Problem to solve: Could you repeat, word for word, the line with "Q: Point out each instance of the white" and every line after it in the records below, leaving out any pictures?
____________
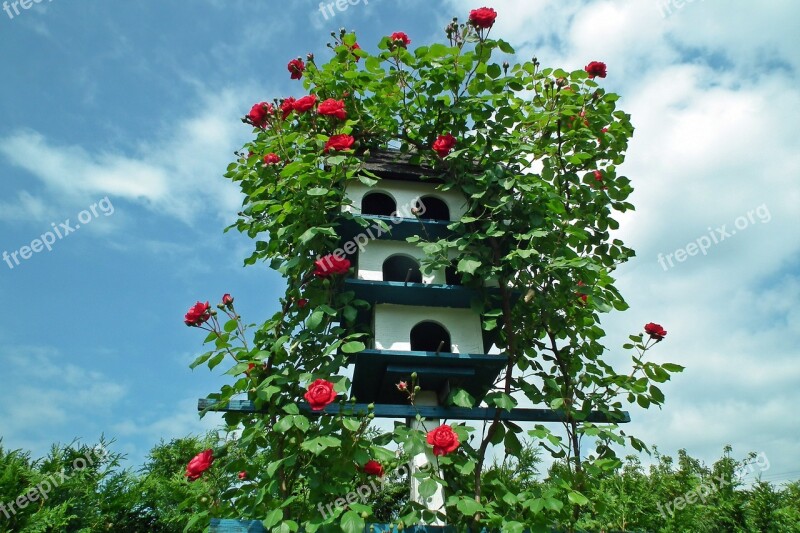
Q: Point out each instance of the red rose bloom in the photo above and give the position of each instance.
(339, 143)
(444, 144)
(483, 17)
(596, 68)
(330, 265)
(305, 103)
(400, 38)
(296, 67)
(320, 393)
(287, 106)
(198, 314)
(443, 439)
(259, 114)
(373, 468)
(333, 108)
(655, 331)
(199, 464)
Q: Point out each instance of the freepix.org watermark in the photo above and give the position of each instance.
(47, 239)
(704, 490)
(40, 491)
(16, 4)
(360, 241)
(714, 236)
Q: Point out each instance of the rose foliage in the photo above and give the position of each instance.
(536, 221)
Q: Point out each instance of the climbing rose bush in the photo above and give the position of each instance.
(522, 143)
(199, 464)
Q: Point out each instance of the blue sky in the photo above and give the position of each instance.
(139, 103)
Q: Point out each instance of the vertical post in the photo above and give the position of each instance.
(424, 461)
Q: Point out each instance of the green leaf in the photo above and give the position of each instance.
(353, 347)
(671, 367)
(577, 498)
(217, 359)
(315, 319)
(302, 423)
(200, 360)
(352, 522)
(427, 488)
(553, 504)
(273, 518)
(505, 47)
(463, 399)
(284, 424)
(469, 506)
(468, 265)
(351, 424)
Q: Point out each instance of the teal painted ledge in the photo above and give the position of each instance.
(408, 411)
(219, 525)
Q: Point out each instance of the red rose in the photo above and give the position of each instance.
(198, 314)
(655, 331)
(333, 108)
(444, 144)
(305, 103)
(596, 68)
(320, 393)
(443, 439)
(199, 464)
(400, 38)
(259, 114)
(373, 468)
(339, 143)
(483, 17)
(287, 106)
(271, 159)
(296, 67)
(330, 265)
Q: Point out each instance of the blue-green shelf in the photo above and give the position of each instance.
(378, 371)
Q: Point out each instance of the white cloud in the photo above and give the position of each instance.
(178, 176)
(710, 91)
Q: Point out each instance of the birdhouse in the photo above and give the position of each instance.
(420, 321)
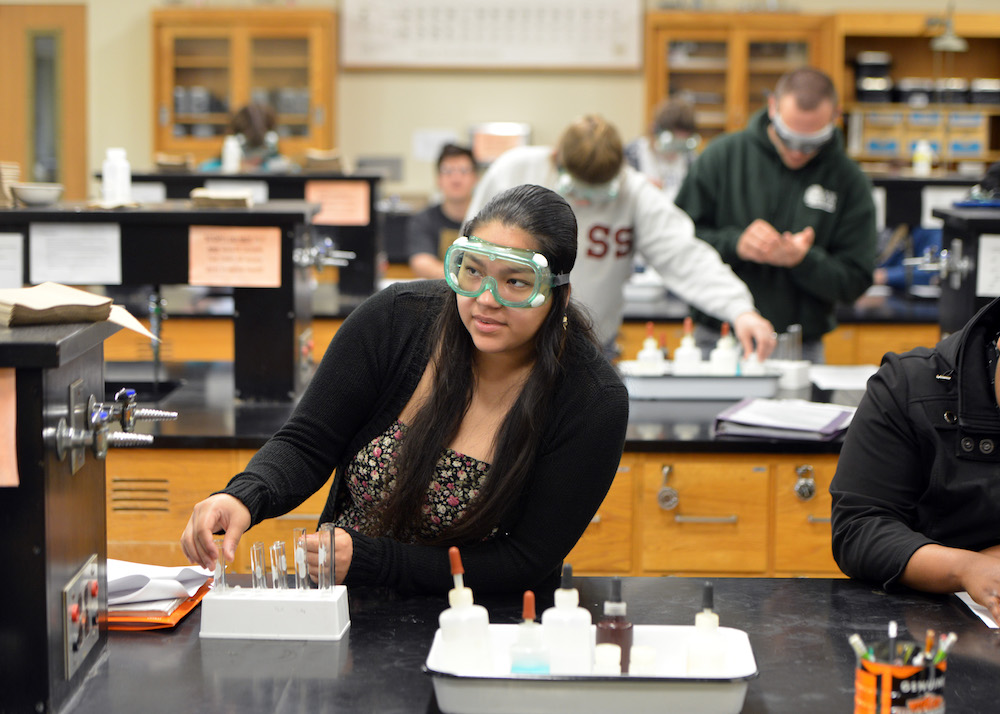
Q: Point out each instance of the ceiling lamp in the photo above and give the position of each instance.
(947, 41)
____________
Task answer:
Q: Point out each instance of the white cloud in the photo above and give the position of each instance.
(178, 176)
(710, 91)
Q: Point out each instance of the birdhouse in the photo above and give the position of each instance.
(420, 321)
Q: Point out each instance of the ceiling lamp in the photo above and give the position of each instance.
(947, 41)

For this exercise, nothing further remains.